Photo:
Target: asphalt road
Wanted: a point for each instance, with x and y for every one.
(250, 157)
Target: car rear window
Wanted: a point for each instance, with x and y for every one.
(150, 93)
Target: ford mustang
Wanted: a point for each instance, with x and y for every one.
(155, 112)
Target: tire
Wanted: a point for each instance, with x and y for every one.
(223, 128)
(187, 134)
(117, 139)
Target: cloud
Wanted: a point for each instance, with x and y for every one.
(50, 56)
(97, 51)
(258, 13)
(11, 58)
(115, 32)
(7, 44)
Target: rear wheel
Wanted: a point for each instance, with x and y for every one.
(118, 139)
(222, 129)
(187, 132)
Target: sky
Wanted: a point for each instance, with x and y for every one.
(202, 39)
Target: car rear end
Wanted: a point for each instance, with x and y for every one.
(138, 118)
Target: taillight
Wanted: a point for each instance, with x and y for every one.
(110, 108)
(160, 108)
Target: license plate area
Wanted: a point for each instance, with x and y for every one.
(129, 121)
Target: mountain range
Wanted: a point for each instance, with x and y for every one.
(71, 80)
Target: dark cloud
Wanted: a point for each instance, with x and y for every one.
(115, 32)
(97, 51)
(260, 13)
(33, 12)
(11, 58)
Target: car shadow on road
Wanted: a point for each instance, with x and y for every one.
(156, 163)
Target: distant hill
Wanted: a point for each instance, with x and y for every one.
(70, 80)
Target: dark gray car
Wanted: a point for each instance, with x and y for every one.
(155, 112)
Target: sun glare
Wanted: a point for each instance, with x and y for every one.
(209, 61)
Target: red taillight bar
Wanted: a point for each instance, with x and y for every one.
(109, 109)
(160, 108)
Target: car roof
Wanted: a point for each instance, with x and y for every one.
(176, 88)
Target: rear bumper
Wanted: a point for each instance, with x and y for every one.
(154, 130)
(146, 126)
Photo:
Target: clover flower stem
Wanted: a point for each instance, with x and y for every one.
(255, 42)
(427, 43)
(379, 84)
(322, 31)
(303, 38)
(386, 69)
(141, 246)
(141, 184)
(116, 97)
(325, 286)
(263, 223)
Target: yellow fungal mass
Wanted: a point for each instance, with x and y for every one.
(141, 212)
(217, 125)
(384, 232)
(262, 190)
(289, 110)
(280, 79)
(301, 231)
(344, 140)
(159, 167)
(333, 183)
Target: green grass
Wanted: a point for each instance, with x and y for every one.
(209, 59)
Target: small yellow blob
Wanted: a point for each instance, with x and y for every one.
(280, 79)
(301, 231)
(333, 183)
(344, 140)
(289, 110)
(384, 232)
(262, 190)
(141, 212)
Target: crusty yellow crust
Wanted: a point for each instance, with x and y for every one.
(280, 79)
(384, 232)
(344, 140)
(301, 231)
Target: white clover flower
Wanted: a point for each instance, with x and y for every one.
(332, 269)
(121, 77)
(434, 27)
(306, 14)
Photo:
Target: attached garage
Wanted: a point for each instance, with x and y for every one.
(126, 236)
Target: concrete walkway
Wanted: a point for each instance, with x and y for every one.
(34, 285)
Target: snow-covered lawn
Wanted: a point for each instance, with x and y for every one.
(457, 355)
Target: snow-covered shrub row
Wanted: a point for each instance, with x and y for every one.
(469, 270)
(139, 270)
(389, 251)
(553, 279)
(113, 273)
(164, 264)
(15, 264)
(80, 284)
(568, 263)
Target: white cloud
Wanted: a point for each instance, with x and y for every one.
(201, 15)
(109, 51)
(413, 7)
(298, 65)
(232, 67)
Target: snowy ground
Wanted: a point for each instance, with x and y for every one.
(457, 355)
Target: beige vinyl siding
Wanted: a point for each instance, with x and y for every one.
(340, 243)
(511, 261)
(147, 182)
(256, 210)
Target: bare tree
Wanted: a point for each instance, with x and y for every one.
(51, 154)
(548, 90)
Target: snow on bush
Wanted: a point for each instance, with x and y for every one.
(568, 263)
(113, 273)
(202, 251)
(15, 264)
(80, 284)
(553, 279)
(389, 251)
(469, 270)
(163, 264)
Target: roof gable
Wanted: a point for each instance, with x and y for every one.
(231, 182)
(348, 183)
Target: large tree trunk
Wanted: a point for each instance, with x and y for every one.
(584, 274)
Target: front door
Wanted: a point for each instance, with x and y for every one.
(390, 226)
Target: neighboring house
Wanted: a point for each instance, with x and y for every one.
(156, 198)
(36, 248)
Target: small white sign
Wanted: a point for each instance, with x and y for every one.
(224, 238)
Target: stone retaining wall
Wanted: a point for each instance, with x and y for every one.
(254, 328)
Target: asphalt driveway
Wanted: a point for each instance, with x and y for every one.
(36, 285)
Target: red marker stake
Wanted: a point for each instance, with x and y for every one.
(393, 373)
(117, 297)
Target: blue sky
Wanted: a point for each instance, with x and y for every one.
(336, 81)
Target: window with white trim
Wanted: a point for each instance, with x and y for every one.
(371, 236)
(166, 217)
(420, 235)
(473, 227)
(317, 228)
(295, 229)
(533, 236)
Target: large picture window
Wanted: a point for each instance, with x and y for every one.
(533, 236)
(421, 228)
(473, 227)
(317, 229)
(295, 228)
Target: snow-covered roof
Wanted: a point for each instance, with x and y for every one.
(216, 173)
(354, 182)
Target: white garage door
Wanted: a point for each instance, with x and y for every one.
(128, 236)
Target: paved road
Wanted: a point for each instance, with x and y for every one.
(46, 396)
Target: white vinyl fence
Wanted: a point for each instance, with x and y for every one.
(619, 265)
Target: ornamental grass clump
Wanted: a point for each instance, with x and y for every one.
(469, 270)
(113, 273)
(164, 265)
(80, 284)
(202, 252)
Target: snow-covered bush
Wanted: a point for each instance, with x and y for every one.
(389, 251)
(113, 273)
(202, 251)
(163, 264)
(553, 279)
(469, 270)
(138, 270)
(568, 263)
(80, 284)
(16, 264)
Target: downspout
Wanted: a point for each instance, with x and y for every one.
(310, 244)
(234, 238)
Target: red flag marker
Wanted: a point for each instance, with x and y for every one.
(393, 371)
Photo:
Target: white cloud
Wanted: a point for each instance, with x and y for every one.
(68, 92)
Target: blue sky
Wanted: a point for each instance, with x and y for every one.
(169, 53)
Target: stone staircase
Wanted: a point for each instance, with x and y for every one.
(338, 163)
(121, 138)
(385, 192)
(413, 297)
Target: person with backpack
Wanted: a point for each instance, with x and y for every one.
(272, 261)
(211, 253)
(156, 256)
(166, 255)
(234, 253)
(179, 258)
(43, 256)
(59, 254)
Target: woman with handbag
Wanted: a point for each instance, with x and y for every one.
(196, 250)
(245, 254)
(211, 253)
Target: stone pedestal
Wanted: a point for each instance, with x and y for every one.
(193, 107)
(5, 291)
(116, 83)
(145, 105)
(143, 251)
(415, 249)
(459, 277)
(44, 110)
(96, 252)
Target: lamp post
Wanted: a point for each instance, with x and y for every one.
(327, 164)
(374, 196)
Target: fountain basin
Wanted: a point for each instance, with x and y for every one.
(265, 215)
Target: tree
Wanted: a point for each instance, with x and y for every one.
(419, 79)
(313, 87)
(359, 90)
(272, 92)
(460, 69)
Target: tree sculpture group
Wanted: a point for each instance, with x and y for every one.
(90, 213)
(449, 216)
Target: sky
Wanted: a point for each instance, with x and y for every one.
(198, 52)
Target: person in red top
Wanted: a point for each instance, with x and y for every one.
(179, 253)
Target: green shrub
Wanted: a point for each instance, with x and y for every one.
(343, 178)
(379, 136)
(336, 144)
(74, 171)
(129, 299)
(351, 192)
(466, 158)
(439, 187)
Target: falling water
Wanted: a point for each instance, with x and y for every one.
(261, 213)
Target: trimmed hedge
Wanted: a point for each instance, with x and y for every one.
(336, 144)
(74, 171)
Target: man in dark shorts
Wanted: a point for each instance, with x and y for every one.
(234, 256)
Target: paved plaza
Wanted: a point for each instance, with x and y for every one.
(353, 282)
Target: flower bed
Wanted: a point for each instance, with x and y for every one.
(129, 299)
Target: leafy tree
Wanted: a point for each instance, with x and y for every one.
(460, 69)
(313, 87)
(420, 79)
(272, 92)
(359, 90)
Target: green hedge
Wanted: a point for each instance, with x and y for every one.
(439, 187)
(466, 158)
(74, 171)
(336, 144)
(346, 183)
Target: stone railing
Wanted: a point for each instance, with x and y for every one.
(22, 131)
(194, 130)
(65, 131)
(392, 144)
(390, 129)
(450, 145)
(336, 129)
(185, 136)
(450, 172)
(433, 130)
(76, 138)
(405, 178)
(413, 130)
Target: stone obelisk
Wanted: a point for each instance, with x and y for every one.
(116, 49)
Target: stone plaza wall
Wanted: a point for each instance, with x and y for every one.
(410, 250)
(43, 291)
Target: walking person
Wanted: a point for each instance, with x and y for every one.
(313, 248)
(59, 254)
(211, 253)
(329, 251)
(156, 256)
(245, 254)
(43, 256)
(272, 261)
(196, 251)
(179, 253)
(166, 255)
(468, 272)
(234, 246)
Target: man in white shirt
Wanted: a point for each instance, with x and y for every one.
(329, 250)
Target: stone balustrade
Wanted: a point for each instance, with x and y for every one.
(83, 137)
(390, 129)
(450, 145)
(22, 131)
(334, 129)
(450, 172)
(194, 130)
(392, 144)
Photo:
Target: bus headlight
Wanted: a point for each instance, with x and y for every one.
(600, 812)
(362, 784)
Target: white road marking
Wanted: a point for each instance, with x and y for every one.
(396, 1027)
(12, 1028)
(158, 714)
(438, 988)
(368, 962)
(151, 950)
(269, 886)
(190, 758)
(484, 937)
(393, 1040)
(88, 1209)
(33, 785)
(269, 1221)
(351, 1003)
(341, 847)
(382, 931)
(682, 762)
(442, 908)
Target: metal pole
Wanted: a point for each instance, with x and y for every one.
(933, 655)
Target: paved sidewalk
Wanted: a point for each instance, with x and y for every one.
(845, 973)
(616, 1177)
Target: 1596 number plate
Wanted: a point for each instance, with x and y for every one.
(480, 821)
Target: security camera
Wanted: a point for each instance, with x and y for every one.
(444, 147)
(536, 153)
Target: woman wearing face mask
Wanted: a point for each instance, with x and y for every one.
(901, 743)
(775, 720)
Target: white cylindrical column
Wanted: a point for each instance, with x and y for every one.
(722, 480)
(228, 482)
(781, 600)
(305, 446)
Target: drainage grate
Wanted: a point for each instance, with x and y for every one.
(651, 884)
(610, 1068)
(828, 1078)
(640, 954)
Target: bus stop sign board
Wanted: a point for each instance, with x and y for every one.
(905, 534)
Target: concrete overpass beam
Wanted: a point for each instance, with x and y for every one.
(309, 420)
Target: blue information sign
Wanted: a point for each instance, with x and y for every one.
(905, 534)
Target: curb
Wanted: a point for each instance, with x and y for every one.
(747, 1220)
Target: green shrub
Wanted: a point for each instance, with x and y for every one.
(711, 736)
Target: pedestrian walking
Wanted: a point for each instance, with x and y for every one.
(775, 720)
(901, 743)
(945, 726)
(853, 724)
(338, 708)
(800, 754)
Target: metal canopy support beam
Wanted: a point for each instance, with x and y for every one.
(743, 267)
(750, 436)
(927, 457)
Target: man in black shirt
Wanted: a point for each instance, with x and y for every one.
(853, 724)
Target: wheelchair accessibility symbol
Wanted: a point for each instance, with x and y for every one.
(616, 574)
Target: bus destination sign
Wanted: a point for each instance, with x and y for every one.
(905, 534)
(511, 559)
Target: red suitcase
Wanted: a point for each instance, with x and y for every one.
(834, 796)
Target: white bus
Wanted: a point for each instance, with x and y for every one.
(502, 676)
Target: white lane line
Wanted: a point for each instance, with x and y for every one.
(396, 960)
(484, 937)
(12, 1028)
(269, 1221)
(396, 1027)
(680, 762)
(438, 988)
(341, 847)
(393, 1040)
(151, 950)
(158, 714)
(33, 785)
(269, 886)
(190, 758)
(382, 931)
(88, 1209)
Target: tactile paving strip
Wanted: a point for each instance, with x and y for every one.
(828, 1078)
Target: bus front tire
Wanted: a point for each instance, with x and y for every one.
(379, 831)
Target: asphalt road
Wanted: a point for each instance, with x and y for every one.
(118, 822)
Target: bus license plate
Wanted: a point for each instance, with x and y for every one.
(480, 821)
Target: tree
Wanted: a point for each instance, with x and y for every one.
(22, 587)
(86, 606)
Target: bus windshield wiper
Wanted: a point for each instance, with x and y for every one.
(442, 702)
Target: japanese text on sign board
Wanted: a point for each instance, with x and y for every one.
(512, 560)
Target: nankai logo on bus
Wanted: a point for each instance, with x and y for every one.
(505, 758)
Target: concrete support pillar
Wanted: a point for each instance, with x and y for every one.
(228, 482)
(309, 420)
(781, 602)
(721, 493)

============

**WHAT THE TASK ASKS:**
Retype, without any changes, the part of the records that opens with the line containing "Target: bus stop sign board" and closes with the line containing "(747, 1220)", including both of those lines.

**TASK ANSWER:**
Target: bus stop sign board
Wanted: a point for each instance, with x and y for every one.
(905, 534)
Target: concrete overpass beam
Wanted: a point for each instance, with x and y for every one.
(309, 420)
Target: blue information sign
Wanted: a point for each instance, with x and y for every one.
(905, 534)
Target: curb
Wanted: a point for each instance, with x and y for every one.
(747, 1220)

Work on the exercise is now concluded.